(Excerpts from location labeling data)

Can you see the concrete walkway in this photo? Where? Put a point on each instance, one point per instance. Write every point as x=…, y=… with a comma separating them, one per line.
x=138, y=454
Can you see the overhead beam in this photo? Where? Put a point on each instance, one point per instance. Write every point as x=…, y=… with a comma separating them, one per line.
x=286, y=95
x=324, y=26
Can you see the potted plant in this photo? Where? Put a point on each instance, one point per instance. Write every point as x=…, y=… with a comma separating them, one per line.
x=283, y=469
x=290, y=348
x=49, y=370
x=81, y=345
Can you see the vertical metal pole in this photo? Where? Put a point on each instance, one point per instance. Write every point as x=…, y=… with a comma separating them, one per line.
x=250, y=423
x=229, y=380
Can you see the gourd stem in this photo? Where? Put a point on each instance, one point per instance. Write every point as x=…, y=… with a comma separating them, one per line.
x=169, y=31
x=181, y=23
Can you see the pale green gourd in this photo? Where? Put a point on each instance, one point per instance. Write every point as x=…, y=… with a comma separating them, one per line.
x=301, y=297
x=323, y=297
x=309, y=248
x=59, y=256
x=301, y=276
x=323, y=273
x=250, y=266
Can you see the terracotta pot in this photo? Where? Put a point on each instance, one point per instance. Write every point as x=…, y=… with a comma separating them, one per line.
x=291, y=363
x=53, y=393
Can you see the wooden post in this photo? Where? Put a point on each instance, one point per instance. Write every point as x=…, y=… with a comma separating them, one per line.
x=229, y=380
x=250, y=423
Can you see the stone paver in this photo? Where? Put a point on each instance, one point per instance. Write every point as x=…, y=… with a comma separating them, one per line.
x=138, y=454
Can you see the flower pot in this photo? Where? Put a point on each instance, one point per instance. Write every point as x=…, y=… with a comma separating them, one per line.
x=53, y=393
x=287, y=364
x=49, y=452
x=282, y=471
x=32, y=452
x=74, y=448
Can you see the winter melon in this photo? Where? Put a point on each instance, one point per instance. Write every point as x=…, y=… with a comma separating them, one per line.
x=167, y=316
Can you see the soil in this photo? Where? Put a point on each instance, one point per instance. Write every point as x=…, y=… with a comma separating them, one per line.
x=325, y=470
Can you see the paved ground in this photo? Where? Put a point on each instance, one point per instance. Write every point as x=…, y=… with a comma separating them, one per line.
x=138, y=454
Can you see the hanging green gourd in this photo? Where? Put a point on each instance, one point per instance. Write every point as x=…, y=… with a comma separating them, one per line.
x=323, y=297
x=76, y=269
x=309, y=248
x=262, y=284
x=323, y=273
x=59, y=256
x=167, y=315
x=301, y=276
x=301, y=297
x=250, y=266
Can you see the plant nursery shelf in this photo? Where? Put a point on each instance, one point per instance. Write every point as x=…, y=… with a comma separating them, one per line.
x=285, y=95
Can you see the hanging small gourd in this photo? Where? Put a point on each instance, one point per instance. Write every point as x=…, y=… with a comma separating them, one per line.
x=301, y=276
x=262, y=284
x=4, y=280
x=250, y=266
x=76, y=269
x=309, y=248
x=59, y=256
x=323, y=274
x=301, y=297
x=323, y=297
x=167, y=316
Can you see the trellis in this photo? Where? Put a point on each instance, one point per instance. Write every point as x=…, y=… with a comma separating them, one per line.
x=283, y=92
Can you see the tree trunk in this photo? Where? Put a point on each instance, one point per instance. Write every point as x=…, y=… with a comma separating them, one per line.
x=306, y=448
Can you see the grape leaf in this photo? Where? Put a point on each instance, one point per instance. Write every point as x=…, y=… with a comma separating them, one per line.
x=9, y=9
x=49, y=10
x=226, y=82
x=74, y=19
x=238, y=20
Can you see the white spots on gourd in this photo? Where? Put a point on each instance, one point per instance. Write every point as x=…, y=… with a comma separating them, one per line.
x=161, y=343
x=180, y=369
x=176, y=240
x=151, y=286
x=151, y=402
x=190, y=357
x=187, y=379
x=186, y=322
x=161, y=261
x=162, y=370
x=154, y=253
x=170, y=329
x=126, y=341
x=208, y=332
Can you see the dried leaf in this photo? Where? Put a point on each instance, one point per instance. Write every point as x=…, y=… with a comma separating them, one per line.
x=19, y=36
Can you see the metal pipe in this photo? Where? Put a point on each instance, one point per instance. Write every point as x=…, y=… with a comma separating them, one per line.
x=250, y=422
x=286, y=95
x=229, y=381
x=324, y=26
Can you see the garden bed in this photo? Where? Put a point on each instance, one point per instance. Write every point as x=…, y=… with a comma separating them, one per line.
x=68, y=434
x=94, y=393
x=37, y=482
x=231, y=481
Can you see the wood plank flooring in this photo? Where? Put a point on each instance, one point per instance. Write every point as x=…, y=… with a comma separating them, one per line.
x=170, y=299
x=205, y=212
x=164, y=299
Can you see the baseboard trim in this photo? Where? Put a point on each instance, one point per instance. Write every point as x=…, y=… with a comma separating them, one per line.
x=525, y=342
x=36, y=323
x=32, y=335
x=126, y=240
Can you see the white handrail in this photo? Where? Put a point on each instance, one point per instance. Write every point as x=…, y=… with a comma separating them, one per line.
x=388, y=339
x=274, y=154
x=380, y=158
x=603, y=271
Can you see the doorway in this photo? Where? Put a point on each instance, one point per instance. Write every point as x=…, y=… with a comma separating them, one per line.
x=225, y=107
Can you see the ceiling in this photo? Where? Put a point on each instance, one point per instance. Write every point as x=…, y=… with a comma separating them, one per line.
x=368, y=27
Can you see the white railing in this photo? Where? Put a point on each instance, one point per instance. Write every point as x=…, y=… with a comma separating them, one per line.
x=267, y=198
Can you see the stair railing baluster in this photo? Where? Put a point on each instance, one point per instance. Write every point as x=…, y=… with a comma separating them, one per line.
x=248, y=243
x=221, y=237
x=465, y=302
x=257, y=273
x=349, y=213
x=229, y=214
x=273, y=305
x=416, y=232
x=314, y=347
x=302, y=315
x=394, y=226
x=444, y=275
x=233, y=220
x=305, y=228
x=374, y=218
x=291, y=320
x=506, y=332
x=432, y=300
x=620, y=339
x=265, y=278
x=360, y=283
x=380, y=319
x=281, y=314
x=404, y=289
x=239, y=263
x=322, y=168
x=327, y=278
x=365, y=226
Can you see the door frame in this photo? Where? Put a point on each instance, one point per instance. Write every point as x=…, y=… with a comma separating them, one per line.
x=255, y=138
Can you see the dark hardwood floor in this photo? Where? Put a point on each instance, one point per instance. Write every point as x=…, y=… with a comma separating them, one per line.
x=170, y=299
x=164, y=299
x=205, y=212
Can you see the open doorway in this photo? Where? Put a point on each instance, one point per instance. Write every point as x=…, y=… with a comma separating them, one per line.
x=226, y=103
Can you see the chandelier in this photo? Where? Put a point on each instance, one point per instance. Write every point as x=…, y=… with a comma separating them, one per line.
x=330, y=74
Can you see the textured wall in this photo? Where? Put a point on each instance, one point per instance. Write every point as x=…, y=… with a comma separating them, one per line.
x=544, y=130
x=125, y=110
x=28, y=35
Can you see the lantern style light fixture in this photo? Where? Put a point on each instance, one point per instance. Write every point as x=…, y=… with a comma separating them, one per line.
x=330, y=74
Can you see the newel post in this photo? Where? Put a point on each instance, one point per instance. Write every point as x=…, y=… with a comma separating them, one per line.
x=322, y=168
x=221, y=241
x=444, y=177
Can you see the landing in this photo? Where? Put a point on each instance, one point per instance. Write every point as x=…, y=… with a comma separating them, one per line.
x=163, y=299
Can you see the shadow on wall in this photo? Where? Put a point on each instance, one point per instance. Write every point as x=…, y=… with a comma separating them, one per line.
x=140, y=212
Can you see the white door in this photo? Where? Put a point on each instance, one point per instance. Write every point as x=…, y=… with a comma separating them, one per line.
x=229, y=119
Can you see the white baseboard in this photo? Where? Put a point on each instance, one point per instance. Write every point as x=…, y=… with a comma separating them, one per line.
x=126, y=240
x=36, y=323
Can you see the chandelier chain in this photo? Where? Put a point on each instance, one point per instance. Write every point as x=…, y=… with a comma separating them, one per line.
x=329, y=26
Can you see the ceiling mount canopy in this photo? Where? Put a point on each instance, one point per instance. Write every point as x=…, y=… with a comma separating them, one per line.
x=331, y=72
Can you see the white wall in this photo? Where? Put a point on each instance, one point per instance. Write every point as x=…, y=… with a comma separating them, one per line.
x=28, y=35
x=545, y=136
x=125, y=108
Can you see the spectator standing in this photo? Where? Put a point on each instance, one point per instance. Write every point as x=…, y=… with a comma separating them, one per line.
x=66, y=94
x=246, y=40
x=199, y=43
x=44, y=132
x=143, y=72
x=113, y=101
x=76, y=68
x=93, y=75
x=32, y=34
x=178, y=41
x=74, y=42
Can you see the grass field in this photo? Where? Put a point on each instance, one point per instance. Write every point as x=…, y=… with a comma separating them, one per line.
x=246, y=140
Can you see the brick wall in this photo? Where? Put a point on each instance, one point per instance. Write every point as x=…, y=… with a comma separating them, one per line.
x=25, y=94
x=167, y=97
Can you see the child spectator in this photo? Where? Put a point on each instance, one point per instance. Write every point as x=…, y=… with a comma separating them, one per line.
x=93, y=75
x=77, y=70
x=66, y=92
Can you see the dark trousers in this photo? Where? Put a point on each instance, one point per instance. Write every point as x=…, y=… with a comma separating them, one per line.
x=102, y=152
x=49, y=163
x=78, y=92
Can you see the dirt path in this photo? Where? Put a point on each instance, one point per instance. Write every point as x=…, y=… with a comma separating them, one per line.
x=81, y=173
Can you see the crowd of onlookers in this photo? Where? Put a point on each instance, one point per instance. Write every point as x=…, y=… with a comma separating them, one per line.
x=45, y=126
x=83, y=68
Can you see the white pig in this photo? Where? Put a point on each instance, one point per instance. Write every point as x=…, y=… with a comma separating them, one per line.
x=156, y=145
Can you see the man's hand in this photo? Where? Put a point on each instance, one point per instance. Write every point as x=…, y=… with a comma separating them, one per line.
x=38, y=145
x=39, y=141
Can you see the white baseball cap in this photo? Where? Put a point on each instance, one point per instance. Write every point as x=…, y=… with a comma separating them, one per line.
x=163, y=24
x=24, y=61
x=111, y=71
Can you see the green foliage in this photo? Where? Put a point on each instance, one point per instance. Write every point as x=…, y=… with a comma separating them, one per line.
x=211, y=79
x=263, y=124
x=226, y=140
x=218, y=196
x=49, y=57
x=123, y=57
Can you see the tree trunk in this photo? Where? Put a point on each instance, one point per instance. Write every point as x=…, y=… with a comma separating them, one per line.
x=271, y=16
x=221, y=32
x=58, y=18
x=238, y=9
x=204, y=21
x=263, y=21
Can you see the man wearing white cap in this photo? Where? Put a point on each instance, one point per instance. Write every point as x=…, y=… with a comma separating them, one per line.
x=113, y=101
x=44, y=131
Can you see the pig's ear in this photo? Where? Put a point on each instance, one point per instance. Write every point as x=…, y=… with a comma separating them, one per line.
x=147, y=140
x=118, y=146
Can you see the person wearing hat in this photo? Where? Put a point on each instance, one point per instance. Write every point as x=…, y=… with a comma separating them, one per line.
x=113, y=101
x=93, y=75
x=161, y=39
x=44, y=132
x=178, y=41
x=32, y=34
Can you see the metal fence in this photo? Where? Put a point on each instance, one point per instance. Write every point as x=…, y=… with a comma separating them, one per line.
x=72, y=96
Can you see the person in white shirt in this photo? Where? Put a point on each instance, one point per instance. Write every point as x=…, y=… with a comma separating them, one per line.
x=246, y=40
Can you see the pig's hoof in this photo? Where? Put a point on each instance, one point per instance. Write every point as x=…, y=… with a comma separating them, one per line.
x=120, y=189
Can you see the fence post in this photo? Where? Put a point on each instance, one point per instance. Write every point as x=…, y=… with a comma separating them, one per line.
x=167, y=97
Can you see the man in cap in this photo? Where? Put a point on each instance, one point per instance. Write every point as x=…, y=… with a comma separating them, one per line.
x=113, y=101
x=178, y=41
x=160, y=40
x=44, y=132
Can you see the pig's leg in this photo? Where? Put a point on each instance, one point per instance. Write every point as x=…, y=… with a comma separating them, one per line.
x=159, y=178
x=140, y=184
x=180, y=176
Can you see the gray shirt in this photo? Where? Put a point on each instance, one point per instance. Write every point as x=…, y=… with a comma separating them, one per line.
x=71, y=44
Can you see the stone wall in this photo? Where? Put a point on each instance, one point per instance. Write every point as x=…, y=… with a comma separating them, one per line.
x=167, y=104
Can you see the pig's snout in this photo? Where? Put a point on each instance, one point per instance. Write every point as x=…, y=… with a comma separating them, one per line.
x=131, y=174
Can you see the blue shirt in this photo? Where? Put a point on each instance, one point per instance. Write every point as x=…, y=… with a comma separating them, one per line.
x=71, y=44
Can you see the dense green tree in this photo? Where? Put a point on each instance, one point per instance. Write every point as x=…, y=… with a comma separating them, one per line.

WHAT THE TASK REQUIRES: Convert the entries above into a Markdown table with the columns Row and Line, giving each line a row number and leaving out blank lines. Begin at the line that has "Can you see the dirt" and stop after the line that has "x=118, y=146".

WRITTEN RESPONSE:
| Row | Line |
|---|---|
| 1 | Can you see the dirt path in this photo? Where? Put a point on each instance, one point per instance. Write every point as x=…, y=… with a comma separating them, one per line. |
| 2 | x=81, y=173 |
| 3 | Can you see the crowd of onlookers in this photo? Where? Put a point on each instance, one point per instance. Write every point as x=…, y=… with a comma separating them, one per line. |
| 4 | x=45, y=126 |
| 5 | x=83, y=68 |
| 6 | Can you see the white pig in this photo? Where? Put a point on each instance, one point per instance. Write every point as x=…, y=… with a comma separating them, one per line. |
| 7 | x=156, y=145 |
| 8 | Can you see the man's hand in this photo? Where? Put a point on each instance, one point per instance. Write every point as x=…, y=… with a comma separating them, one per line. |
| 9 | x=38, y=145 |
| 10 | x=39, y=141 |
| 11 | Can you see the white baseball cap in this photo? Where? Put a point on each instance, one point per instance. Write every point as x=…, y=… with a comma separating them, one per line. |
| 12 | x=163, y=24 |
| 13 | x=24, y=61 |
| 14 | x=111, y=71 |
| 15 | Can you see the green foliage in this photo? Where? Put a point on each instance, one point per instance. Write every point as x=…, y=… with a comma separating them, one per line. |
| 16 | x=211, y=79 |
| 17 | x=263, y=124 |
| 18 | x=226, y=140 |
| 19 | x=218, y=196 |
| 20 | x=49, y=57 |
| 21 | x=123, y=57 |
| 22 | Can you see the tree trunk in this photo? Where? Put a point on each instance, one point per instance. Write every point as x=…, y=… with a comma separating them, one per line. |
| 23 | x=271, y=16 |
| 24 | x=221, y=32 |
| 25 | x=58, y=18 |
| 26 | x=238, y=9 |
| 27 | x=204, y=21 |
| 28 | x=263, y=21 |
| 29 | Can you see the man wearing white cap in this photo? Where? Put a point on each instance, one point per instance. Write every point as x=…, y=… with a comma separating them, one per line. |
| 30 | x=113, y=101 |
| 31 | x=44, y=131 |
| 32 | Can you see the pig's ear in this photo? Where? Put a point on each instance, one point per instance. Write every point as x=…, y=… with a comma separating them, one per line. |
| 33 | x=147, y=140 |
| 34 | x=118, y=146 |